» GIVEN TASK
Can you repeat the lines word for word, from the start of the lines through the line with "<point>494,195</point>"?

» MATERIAL TO PROCESS
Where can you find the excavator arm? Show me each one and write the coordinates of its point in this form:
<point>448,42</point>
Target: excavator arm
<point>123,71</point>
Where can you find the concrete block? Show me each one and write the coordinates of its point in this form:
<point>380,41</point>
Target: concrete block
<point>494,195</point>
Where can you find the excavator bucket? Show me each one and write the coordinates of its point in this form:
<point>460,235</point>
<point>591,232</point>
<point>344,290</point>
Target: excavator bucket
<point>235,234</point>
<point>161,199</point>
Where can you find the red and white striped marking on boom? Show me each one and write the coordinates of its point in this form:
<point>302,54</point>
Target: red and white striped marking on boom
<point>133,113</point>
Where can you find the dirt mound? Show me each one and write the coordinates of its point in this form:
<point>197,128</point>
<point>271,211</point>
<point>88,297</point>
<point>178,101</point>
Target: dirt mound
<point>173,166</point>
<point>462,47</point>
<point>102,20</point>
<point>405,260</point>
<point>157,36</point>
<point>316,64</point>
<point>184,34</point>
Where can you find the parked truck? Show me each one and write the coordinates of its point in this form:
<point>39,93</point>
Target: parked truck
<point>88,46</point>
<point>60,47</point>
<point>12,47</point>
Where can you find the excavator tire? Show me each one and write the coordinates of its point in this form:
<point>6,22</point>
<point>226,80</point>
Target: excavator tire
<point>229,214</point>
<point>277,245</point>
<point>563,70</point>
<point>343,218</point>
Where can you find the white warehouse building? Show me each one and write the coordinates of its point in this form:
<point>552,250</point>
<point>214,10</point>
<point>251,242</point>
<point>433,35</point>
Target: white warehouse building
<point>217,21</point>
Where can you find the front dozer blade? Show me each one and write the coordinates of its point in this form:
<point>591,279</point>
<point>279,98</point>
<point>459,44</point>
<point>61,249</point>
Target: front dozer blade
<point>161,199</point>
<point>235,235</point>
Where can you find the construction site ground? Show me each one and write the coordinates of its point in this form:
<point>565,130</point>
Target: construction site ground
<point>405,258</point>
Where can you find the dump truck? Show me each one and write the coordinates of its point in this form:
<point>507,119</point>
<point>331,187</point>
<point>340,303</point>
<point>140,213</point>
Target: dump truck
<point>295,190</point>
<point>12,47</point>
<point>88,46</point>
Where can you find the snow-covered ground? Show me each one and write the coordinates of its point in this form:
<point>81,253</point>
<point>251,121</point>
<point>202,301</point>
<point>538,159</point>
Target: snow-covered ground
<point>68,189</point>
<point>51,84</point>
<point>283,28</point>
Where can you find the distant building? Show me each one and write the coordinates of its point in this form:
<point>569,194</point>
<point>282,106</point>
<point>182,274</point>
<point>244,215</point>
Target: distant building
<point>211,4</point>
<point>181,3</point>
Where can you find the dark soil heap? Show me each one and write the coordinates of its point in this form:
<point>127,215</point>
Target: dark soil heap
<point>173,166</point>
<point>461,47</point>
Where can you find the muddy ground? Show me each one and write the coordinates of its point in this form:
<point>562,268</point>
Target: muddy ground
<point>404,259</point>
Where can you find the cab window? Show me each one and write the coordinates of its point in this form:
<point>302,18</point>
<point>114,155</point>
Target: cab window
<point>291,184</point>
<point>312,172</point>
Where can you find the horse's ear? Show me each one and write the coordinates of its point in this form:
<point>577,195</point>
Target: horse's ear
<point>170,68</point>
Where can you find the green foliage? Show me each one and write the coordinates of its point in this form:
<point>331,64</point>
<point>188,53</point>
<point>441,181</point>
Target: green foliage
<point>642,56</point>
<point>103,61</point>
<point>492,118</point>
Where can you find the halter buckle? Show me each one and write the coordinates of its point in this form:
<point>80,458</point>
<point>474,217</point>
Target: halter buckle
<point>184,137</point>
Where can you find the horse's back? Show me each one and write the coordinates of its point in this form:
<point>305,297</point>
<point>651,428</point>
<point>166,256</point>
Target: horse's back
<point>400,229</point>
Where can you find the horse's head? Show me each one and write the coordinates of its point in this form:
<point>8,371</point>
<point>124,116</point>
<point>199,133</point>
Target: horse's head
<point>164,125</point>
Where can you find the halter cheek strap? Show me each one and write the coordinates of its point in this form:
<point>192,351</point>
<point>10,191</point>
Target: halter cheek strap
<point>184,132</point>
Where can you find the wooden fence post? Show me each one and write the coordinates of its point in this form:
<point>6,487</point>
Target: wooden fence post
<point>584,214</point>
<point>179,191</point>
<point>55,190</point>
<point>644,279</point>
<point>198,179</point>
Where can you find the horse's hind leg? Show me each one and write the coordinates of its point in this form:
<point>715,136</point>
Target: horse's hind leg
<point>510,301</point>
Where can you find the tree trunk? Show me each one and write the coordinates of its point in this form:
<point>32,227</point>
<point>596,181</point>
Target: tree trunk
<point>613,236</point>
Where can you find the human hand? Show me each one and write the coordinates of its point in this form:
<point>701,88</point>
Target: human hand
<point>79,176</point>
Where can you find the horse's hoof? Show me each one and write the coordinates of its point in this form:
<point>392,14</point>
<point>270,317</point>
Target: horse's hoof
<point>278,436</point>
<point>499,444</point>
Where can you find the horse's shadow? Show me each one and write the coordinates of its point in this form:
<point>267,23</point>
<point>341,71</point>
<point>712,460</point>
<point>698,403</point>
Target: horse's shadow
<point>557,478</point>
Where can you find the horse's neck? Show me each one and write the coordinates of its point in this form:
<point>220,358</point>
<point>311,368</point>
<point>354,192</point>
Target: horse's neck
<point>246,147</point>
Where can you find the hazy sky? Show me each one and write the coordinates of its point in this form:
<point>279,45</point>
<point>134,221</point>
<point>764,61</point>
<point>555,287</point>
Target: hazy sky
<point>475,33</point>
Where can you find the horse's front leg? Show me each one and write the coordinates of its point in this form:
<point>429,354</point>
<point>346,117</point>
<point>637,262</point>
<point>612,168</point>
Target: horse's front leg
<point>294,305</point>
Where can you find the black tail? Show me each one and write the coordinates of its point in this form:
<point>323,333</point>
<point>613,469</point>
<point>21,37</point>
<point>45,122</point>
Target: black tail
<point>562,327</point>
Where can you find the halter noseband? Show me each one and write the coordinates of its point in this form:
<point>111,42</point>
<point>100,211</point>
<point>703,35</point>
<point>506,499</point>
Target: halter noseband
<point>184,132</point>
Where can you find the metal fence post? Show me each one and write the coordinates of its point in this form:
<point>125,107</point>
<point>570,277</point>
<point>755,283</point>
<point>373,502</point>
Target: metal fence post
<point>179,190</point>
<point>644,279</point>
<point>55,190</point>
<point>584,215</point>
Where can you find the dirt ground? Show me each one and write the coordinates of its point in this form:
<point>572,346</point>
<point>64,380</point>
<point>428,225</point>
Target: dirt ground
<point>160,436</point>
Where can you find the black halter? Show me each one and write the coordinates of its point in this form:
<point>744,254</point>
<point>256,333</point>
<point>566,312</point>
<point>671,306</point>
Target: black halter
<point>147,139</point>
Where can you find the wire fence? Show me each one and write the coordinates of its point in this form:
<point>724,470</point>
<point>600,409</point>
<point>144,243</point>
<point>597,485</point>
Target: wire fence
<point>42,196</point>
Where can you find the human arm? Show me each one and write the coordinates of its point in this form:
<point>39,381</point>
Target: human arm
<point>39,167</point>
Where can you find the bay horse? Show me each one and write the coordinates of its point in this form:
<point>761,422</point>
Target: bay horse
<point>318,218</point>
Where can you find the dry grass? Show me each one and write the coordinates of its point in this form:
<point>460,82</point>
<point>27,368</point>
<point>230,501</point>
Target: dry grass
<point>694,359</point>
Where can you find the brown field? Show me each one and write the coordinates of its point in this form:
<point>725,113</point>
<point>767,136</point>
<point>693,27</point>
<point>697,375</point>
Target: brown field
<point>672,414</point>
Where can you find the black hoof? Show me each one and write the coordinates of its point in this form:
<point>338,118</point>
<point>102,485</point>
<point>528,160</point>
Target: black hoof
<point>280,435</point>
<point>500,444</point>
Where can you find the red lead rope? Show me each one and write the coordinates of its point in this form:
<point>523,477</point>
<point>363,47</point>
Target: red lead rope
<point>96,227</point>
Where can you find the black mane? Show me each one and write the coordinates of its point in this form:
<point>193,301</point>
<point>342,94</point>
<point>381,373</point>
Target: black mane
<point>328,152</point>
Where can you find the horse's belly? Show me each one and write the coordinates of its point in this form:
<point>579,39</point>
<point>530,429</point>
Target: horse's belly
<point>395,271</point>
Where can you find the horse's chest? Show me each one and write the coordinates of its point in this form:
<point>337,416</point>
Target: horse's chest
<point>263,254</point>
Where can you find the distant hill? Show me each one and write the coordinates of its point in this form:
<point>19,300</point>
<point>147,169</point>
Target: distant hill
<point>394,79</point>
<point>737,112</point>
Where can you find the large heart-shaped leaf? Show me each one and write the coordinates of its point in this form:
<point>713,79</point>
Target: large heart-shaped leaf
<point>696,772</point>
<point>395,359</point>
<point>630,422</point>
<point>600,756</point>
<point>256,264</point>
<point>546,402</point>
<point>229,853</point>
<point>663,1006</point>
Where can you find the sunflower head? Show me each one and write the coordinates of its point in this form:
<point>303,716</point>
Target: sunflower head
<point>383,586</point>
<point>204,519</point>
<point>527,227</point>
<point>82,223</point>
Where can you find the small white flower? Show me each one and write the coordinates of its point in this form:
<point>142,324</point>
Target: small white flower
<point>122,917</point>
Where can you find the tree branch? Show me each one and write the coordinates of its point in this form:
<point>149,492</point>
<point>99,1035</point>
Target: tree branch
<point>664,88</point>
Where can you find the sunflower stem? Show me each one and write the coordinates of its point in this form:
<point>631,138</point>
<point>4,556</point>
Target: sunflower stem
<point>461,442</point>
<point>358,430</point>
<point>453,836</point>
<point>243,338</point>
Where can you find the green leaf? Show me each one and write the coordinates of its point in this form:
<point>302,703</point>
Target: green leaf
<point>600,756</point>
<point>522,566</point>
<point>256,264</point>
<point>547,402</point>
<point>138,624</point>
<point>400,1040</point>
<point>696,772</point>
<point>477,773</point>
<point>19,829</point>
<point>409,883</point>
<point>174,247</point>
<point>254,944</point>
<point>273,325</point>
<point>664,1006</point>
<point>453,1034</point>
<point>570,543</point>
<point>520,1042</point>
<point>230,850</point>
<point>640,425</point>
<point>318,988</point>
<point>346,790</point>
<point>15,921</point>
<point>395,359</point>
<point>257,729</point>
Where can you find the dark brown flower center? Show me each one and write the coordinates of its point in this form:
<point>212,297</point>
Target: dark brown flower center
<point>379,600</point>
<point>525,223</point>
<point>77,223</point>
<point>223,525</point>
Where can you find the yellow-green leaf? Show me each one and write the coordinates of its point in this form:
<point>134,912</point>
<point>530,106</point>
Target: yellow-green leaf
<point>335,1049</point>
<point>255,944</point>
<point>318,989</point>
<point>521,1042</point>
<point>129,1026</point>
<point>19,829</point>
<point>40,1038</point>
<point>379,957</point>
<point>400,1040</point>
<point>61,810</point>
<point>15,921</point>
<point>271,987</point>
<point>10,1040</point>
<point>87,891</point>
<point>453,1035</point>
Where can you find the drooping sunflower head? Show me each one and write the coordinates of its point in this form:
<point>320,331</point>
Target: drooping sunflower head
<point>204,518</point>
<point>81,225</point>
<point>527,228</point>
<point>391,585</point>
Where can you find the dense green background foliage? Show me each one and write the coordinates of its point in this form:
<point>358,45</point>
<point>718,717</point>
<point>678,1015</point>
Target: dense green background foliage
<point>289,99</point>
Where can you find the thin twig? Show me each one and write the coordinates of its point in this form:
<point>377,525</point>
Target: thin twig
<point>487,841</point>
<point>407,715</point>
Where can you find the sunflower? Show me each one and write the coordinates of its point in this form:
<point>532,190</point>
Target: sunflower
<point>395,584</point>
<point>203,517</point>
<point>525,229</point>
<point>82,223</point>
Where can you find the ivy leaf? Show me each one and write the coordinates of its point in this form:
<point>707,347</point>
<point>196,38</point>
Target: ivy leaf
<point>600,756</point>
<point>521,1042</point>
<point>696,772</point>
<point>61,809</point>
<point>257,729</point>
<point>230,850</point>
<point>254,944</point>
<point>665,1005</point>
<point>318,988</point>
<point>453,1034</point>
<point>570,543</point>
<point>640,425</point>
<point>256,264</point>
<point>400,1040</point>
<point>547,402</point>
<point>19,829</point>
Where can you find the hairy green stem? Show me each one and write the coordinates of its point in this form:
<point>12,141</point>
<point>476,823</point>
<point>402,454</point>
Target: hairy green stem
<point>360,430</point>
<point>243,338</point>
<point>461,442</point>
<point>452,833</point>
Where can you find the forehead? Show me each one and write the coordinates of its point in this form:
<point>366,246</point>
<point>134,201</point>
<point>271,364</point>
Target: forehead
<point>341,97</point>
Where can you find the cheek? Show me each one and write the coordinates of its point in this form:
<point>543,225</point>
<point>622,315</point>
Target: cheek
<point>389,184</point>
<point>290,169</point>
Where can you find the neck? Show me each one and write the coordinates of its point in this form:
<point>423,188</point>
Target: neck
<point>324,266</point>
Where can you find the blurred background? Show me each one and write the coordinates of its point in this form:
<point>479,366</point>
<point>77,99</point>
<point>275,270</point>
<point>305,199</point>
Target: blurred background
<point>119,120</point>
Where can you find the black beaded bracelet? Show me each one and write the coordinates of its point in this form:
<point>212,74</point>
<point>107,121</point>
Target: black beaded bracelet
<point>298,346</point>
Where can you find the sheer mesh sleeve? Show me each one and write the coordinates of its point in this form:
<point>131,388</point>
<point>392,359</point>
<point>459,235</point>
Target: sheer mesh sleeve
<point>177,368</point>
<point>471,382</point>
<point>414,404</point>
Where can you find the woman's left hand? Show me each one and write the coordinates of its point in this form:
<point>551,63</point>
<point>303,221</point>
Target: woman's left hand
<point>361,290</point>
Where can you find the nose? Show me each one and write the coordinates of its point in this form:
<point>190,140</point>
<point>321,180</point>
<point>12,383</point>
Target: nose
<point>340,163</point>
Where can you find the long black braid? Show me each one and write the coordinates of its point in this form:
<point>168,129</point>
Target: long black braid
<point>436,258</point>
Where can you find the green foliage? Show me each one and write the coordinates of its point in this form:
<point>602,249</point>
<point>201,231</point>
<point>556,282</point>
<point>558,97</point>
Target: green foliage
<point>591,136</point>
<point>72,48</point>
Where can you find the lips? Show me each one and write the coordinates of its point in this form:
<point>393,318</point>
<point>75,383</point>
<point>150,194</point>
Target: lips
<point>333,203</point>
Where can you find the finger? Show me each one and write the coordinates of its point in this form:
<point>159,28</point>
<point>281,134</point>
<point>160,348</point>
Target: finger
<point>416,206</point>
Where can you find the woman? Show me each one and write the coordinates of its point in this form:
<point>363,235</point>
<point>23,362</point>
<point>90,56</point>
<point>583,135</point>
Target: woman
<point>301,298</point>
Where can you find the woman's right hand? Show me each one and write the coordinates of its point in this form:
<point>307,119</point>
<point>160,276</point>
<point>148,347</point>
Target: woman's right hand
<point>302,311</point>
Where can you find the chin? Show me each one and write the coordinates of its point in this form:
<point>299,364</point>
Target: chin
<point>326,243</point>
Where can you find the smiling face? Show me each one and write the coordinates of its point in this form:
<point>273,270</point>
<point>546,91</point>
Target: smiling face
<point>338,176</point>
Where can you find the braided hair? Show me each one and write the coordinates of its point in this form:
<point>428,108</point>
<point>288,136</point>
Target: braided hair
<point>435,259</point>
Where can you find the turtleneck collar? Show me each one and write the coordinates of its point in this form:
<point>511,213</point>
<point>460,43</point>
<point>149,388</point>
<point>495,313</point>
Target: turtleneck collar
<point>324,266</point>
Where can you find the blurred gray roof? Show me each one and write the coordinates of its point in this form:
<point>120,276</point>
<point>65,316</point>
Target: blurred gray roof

» RESULT OF THIS TASK
Where can you find the excavator arm? Show me each one and write the coordinates of its point in this form:
<point>448,42</point>
Target: excavator arm
<point>123,71</point>
Where can you find the concrete block? Show me each one and write the coordinates of its point in this form:
<point>380,41</point>
Target: concrete block
<point>494,195</point>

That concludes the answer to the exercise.